> Challenge
Starting at the line containing "search for man" and ending at the last line of the material, reproduce every line, requests included, offsetting each bounding-box coordinate in the answers by adding -17. Leave the numbers in the requests and their sample boxes unchanged.

> Excerpted records
━━━━━━

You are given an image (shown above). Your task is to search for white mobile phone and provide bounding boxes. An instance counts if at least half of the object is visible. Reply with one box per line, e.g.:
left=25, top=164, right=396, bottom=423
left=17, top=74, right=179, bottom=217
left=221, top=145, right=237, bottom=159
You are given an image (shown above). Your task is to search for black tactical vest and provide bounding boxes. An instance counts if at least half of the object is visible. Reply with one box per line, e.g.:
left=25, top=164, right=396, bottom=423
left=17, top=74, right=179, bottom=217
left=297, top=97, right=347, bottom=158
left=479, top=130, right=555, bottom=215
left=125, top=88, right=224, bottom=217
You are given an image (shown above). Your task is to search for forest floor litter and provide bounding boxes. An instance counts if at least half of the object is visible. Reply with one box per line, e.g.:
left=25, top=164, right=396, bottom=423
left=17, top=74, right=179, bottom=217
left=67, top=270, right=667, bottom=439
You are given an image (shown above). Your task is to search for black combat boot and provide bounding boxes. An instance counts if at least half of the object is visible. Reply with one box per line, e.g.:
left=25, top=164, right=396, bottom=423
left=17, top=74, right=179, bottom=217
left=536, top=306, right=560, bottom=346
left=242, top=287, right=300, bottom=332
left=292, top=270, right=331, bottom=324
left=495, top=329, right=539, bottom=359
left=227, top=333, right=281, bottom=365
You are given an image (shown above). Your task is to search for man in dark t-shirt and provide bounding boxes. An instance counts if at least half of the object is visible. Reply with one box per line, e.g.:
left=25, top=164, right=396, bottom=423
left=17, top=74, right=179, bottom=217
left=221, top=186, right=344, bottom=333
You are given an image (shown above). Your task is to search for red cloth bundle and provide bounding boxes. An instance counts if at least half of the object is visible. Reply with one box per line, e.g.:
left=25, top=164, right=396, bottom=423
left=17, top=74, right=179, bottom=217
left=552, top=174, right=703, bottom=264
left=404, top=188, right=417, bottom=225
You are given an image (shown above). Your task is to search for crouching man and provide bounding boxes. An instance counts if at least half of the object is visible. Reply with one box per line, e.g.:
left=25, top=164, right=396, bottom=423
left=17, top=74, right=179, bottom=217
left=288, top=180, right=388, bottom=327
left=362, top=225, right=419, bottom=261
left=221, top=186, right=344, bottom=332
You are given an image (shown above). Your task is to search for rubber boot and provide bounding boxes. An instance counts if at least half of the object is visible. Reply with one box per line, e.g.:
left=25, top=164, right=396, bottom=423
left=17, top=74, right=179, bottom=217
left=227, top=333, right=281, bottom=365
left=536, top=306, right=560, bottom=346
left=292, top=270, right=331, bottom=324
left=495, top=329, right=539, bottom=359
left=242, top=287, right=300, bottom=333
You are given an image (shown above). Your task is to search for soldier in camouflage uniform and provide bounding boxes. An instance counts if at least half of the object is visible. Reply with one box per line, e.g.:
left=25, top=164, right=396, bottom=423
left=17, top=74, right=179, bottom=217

━━━━━━

> Answer
You are given an image (shown above). Your task is to search for man in dark t-shirt and provide bounding boxes. An instance counts if at least half of the object is visible. Reply with one box per line, e.g.:
left=25, top=164, right=396, bottom=423
left=17, top=74, right=179, bottom=217
left=204, top=169, right=327, bottom=316
You are given an image (shown above). Your task is to search for red cloth bundle and provide bounding boxes. An instance counts if at least half of the object is visible. Reply with one box per line, e.g.:
left=25, top=164, right=396, bottom=423
left=17, top=74, right=179, bottom=217
left=535, top=157, right=686, bottom=247
left=387, top=171, right=400, bottom=208
You are given an image (shown above). Your task is to search for crouching man and provide bounding boxes. An instance counts if at least half of the object is visible. Reply with one box per line, e.g.:
left=25, top=164, right=396, bottom=423
left=17, top=74, right=179, bottom=217
left=271, top=163, right=371, bottom=310
left=345, top=208, right=402, bottom=244
left=204, top=169, right=327, bottom=315
You are given an image (shown above). Your task is to search for rubber boot and provide bounding boxes. An instance counts if at least half of the object is visible. Reply with one box per line, e.g.:
left=25, top=164, right=396, bottom=423
left=17, top=74, right=179, bottom=217
left=210, top=316, right=264, bottom=348
left=519, top=289, right=543, bottom=329
left=275, top=253, right=314, bottom=307
left=478, top=312, right=522, bottom=342
left=225, top=270, right=283, bottom=316
You are given an image (shown above). Your task is to search for soldier in camouflage uniform and provide bounding boxes. An instance counts if at least half of the object is visible. Reply with one box per line, e.g.:
left=25, top=164, right=396, bottom=423
left=17, top=74, right=179, bottom=217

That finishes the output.